Description of the task:
Identify the line in which "target: wooden plank table surface" appears, then reproduce that line and all remaining lines of the records word for word.

Material for the task:
.....

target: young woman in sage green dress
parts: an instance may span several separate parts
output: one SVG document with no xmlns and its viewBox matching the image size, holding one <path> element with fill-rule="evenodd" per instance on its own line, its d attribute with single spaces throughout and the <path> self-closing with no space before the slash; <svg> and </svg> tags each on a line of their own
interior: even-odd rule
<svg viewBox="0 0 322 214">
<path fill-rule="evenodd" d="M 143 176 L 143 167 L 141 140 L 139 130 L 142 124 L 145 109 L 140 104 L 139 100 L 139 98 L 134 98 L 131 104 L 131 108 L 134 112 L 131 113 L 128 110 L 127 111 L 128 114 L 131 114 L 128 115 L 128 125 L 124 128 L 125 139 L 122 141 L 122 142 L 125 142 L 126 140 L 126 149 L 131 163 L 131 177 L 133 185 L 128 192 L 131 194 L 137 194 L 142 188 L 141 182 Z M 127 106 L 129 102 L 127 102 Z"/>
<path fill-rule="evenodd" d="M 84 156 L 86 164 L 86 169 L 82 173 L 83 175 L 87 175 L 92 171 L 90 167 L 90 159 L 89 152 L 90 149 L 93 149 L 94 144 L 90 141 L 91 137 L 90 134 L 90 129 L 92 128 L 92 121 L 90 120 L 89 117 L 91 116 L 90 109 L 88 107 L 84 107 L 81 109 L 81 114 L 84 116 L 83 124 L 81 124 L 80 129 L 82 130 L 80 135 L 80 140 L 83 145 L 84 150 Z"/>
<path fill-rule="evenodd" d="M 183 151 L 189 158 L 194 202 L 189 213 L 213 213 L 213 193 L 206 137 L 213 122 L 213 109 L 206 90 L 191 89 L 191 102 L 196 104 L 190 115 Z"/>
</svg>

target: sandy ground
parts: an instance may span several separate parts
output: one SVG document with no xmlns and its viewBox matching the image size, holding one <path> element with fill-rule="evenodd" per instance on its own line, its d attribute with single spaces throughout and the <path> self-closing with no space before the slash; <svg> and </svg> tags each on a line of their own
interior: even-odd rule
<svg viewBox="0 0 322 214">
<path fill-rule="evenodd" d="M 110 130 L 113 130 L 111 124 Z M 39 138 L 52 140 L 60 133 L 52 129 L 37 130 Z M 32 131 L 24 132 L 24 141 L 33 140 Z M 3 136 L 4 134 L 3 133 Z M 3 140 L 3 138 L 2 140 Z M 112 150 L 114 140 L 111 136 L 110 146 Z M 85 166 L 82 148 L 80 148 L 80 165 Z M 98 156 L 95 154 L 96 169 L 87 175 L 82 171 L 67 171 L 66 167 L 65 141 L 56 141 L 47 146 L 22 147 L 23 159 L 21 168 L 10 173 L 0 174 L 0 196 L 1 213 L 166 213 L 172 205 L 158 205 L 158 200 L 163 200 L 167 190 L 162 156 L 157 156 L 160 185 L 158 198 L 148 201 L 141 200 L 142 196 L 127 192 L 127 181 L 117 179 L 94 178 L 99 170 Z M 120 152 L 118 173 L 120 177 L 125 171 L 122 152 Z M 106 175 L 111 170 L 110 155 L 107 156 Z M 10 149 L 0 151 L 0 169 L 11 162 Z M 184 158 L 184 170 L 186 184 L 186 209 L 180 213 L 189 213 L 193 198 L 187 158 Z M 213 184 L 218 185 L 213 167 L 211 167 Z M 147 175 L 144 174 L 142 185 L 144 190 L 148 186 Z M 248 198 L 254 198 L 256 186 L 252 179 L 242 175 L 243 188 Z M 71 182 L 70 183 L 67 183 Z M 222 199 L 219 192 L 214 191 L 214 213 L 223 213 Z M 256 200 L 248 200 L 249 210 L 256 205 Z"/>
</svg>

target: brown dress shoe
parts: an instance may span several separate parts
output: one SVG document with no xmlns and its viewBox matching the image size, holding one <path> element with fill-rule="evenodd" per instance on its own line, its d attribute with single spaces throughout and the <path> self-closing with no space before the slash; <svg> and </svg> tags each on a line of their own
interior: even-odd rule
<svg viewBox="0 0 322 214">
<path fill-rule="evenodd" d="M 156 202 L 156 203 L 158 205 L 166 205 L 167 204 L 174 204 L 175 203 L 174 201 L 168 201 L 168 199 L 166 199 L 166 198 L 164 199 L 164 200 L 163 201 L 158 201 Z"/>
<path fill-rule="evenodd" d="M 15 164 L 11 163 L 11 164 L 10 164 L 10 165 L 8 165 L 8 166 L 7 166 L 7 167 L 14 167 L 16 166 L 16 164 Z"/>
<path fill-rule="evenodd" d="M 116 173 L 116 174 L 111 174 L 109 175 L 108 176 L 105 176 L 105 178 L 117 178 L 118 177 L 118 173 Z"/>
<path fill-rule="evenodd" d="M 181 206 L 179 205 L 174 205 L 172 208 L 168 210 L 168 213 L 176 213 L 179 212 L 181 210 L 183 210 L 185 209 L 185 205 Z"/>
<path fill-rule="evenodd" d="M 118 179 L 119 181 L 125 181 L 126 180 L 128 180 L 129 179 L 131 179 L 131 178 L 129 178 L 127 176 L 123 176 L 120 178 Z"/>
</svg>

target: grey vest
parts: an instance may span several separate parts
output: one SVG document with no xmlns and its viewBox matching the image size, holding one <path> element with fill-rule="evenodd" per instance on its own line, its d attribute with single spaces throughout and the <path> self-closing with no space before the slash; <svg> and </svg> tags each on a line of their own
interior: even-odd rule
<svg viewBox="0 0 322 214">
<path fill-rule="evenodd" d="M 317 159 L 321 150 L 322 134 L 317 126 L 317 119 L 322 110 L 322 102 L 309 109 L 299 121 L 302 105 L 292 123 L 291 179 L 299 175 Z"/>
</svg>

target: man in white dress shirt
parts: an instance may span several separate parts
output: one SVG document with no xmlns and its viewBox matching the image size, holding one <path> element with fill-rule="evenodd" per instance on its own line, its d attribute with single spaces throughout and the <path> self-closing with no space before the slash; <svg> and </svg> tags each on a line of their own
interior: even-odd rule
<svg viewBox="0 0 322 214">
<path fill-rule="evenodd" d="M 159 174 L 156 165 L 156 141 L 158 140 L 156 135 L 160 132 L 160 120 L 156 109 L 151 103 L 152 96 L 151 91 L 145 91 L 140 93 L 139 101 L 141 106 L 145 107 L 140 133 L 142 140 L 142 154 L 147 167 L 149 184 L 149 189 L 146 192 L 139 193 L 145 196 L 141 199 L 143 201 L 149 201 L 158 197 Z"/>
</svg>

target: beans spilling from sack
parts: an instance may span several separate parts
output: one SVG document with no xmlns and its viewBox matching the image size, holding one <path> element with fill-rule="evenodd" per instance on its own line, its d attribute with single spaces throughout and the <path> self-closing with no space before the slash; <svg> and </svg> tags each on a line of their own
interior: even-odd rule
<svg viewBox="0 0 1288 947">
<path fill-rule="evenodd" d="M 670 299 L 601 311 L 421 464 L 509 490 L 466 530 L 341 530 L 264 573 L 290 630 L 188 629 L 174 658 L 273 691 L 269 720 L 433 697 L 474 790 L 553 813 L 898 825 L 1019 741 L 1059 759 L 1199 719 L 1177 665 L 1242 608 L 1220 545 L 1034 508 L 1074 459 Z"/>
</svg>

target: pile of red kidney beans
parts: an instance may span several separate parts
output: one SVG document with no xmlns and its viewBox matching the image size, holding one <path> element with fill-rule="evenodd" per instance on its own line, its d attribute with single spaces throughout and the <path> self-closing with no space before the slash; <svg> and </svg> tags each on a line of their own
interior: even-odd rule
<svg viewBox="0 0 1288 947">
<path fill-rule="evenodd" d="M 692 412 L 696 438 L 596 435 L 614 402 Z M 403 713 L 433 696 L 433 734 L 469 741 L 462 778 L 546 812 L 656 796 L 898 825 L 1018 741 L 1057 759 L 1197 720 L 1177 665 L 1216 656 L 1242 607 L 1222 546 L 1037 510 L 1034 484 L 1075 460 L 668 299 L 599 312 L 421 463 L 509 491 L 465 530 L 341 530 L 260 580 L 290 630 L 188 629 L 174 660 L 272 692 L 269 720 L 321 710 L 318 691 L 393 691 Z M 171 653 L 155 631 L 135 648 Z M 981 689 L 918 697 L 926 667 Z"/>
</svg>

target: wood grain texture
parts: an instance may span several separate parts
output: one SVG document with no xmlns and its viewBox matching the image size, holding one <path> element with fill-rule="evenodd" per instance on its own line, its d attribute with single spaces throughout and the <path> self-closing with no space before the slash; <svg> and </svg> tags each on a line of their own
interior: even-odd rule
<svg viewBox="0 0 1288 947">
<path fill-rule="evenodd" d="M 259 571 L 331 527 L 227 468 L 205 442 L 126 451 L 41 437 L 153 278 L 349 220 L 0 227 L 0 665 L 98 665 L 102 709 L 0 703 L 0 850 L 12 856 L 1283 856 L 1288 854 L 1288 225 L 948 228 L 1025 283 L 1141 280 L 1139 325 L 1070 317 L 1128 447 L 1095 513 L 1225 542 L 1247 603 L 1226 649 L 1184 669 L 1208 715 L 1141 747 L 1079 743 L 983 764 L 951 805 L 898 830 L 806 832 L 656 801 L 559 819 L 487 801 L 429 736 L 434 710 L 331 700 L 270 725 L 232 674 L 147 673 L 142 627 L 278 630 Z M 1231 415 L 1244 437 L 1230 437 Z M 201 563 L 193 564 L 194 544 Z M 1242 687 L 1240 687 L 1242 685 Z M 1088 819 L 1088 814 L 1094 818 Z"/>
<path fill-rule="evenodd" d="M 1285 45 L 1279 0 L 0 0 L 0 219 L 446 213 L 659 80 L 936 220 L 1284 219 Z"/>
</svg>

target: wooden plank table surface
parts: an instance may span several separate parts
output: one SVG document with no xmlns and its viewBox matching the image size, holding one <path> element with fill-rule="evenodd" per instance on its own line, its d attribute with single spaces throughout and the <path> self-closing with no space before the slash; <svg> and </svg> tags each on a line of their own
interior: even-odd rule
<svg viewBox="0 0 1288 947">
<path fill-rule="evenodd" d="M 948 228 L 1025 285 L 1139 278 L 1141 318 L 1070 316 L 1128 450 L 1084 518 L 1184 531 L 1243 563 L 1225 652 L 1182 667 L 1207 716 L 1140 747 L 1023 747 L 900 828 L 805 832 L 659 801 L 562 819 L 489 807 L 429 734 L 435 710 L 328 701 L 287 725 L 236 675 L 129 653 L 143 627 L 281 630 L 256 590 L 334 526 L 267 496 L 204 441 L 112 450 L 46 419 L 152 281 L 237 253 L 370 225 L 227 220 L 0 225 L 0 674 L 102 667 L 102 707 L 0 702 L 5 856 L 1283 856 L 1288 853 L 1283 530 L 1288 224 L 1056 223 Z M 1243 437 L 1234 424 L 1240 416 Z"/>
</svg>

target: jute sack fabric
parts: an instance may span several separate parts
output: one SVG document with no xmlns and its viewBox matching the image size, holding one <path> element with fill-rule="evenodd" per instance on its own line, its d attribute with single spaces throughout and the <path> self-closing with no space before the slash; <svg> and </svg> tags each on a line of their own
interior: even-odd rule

.....

Response to the task:
target: wooden plank table surface
parts: an instance may span several separate parts
output: one SVG document with no xmlns and its viewBox matching the image size, holding one <path> element with fill-rule="evenodd" per instance on its own line, its d attribute with single spaces throughout and the <path> self-closing with no space before the slash; <svg> and </svg> tags each on a line of their own
interior: even-odd rule
<svg viewBox="0 0 1288 947">
<path fill-rule="evenodd" d="M 948 228 L 1025 285 L 1139 278 L 1141 318 L 1070 316 L 1128 450 L 1084 518 L 1184 531 L 1243 563 L 1225 652 L 1182 667 L 1207 716 L 1140 747 L 1023 747 L 900 828 L 805 832 L 659 801 L 562 819 L 489 807 L 429 734 L 435 710 L 328 701 L 287 725 L 236 675 L 129 653 L 143 627 L 281 630 L 256 590 L 334 526 L 267 496 L 204 441 L 112 450 L 46 419 L 152 281 L 237 253 L 370 225 L 227 220 L 0 225 L 0 674 L 102 667 L 102 707 L 0 702 L 5 856 L 1283 856 L 1288 853 L 1283 530 L 1288 224 L 1056 223 Z M 1243 437 L 1234 424 L 1240 416 Z"/>
</svg>

target: jute sack fabric
parts: an instance may span several separate parts
output: one SVG document with no xmlns and its viewBox matching the image size, holding one <path> element with fill-rule="evenodd" per instance on its own line, its d attribute with single spaces throughout and the <path> self-closing with no space before the slash; <svg> and </svg> tags each on a line of their own
interior: even-odd rule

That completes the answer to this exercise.